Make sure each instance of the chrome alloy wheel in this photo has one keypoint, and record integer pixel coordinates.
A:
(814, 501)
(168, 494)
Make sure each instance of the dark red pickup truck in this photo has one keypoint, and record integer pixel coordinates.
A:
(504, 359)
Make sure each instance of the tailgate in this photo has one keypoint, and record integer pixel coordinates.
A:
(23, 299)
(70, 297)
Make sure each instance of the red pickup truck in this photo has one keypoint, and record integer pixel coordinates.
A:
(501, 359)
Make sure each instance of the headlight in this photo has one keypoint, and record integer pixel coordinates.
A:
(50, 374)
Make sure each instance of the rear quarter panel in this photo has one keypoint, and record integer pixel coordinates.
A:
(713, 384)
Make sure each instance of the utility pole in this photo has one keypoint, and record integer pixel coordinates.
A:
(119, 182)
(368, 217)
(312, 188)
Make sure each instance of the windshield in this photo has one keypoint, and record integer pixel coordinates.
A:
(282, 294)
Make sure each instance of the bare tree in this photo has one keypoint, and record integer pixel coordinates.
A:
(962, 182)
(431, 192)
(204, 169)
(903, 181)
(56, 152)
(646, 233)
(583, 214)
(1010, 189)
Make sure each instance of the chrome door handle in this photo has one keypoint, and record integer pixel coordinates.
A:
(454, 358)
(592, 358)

════════════════

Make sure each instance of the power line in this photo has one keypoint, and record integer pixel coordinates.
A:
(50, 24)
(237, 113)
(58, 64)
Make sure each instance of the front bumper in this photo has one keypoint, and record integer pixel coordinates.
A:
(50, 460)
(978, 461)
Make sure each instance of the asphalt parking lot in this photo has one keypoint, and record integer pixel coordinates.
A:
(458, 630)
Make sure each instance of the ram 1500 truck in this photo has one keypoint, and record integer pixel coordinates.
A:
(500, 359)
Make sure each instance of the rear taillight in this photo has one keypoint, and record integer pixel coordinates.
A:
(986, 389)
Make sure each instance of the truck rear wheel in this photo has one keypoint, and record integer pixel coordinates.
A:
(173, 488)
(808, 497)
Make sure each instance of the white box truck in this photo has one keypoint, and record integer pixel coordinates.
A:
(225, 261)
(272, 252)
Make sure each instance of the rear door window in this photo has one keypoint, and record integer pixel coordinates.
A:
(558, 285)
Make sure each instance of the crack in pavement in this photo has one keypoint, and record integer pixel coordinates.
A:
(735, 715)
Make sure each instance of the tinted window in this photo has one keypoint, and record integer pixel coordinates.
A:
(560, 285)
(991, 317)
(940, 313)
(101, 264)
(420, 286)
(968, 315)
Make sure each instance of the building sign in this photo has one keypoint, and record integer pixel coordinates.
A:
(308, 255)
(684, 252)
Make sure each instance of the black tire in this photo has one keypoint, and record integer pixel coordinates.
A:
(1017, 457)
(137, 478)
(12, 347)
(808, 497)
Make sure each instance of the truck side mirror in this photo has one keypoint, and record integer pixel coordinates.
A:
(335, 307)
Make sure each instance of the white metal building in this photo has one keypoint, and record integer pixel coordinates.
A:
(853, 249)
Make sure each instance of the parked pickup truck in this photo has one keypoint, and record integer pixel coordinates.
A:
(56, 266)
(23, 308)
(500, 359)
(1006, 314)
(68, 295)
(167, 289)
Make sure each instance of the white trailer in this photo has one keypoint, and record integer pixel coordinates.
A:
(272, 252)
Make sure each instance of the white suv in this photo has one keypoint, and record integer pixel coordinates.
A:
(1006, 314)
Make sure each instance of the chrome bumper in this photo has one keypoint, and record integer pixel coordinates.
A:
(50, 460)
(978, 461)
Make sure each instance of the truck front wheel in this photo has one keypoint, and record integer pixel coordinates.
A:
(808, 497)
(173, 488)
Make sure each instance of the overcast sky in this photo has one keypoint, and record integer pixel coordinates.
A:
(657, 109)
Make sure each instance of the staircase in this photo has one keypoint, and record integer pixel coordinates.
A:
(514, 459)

════════════════

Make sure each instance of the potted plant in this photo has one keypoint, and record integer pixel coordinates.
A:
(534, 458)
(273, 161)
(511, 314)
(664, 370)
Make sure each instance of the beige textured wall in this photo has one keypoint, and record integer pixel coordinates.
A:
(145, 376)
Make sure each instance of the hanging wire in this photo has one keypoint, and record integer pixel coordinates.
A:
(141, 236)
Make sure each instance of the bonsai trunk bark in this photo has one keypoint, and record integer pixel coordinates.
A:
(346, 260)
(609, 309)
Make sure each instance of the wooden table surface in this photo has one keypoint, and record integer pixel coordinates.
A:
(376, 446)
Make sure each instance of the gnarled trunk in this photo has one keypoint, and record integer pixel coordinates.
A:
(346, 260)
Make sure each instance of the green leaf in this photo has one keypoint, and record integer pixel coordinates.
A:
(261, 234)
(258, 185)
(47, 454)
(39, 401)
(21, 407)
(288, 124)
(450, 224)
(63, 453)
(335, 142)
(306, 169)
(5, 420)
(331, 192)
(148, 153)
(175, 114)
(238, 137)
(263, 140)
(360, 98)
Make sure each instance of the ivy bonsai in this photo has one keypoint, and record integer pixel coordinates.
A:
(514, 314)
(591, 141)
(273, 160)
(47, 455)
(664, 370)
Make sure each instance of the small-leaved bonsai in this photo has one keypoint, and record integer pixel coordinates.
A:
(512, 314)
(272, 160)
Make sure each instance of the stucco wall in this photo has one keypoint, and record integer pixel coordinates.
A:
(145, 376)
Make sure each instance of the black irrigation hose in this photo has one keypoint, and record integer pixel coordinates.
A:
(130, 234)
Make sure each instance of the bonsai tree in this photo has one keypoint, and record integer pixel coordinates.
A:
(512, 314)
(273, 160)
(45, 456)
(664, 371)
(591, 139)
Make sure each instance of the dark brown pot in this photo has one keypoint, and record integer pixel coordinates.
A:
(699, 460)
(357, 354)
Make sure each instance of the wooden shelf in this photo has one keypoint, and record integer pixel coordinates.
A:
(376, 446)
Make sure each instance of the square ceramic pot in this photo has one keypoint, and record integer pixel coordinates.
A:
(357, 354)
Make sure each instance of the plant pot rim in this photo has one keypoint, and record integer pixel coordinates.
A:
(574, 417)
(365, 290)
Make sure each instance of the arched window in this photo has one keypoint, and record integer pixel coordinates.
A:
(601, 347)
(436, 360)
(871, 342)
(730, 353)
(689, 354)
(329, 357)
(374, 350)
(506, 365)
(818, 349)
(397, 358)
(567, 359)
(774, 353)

════════════════

**AIM OF THE EXERCISE:**
Gather every line in the records above that contains the word "truck" and copy each one in full.

**THE RESULT:**
Make sure each instance of the dark red pickup truck in this photo has one keypoint, and record integer pixel coordinates.
Make sure each instance of the red pickup truck in this photo has one keypoint, and record integer pixel coordinates.
Make sure each instance of the ram 1500 truck in this photo has one keypoint, and record integer pixel coordinates.
Make sure each instance of the truck rear wheel in this photo has one keypoint, and record integer pixel coordinates.
Make sure each instance of the white box truck in this photo has one keypoint, and record integer pixel coordinates.
Make sure each instance of the truck side mirror in this photo has one keypoint, and record integer pixel coordinates.
Make sure each instance of the parked pickup truck in this photo has one keypoint, and record integer pixel coordinates.
Make sure each instance of the truck front wheel in this photo has one keypoint, and record integer pixel coordinates.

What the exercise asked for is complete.